# Entries
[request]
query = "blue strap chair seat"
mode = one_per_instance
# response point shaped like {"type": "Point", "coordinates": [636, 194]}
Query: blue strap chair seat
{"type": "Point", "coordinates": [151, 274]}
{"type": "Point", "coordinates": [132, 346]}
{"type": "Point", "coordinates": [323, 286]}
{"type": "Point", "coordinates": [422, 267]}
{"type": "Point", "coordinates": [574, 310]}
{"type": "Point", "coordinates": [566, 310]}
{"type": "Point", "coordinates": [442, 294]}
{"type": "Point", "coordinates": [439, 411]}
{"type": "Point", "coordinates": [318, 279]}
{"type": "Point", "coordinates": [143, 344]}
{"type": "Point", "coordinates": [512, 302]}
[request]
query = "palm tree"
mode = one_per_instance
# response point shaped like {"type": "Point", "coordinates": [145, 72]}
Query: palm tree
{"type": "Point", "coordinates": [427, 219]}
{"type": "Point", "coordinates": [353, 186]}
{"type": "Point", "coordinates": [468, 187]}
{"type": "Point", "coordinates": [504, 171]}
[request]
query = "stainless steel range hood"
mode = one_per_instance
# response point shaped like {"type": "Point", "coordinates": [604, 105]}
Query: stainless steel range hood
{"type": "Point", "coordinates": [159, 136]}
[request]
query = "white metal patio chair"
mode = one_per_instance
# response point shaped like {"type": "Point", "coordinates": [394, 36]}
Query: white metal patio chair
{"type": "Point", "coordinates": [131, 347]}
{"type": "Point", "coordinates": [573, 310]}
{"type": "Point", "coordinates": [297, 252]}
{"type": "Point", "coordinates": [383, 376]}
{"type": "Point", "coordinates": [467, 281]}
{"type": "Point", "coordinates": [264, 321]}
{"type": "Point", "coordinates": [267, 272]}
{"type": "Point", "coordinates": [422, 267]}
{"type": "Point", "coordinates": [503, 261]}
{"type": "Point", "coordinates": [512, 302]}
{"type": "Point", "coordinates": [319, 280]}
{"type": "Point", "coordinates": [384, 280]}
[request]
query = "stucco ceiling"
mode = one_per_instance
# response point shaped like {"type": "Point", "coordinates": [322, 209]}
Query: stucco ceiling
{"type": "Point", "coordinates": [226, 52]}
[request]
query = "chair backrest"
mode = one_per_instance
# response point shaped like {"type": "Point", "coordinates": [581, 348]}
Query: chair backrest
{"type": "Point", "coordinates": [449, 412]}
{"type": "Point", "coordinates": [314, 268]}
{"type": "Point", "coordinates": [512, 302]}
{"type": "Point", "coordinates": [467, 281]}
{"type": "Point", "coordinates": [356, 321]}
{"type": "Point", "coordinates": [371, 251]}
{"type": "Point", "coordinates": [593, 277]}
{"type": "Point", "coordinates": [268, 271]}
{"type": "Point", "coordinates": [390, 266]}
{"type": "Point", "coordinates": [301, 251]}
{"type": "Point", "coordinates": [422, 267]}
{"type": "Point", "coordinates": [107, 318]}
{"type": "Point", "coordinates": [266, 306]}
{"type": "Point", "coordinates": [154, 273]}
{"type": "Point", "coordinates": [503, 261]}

# Given task
Reproduce all the records precisely.

# Written solution
[request]
query = "blue strap chair seat"
mode = one_per_instance
# response point shaped like {"type": "Point", "coordinates": [636, 194]}
Query: blue strap chair seat
{"type": "Point", "coordinates": [151, 274]}
{"type": "Point", "coordinates": [132, 346]}
{"type": "Point", "coordinates": [323, 286]}
{"type": "Point", "coordinates": [422, 267]}
{"type": "Point", "coordinates": [574, 310]}
{"type": "Point", "coordinates": [566, 310]}
{"type": "Point", "coordinates": [442, 294]}
{"type": "Point", "coordinates": [439, 411]}
{"type": "Point", "coordinates": [318, 279]}
{"type": "Point", "coordinates": [143, 344]}
{"type": "Point", "coordinates": [512, 302]}
[request]
query = "palm tree"
mode = one_per_instance
# response point shaped like {"type": "Point", "coordinates": [145, 72]}
Query: palm tree
{"type": "Point", "coordinates": [427, 219]}
{"type": "Point", "coordinates": [353, 186]}
{"type": "Point", "coordinates": [468, 187]}
{"type": "Point", "coordinates": [504, 171]}
[request]
query = "stainless steel range hood"
mode = one_per_instance
# response point shaped like {"type": "Point", "coordinates": [604, 105]}
Query: stainless steel range hood
{"type": "Point", "coordinates": [159, 136]}
[request]
query = "white metal patio chair"
mode = one_per_instance
# response point shaped like {"type": "Point", "coordinates": [394, 36]}
Query: white metal patio chair
{"type": "Point", "coordinates": [131, 347]}
{"type": "Point", "coordinates": [573, 310]}
{"type": "Point", "coordinates": [297, 252]}
{"type": "Point", "coordinates": [383, 376]}
{"type": "Point", "coordinates": [467, 281]}
{"type": "Point", "coordinates": [264, 321]}
{"type": "Point", "coordinates": [267, 272]}
{"type": "Point", "coordinates": [422, 267]}
{"type": "Point", "coordinates": [503, 261]}
{"type": "Point", "coordinates": [512, 302]}
{"type": "Point", "coordinates": [319, 280]}
{"type": "Point", "coordinates": [384, 280]}
[request]
query = "stucco ceiling"
mode = one_per_instance
# response point shaped like {"type": "Point", "coordinates": [322, 209]}
Query: stucco ceiling
{"type": "Point", "coordinates": [226, 52]}
[request]
query = "chair backrest"
mode = one_per_instance
# response point shaped like {"type": "Point", "coordinates": [581, 348]}
Query: chair backrest
{"type": "Point", "coordinates": [449, 412]}
{"type": "Point", "coordinates": [314, 268]}
{"type": "Point", "coordinates": [512, 302]}
{"type": "Point", "coordinates": [467, 281]}
{"type": "Point", "coordinates": [356, 321]}
{"type": "Point", "coordinates": [371, 251]}
{"type": "Point", "coordinates": [593, 277]}
{"type": "Point", "coordinates": [268, 271]}
{"type": "Point", "coordinates": [390, 266]}
{"type": "Point", "coordinates": [301, 251]}
{"type": "Point", "coordinates": [422, 267]}
{"type": "Point", "coordinates": [107, 318]}
{"type": "Point", "coordinates": [266, 306]}
{"type": "Point", "coordinates": [154, 273]}
{"type": "Point", "coordinates": [503, 261]}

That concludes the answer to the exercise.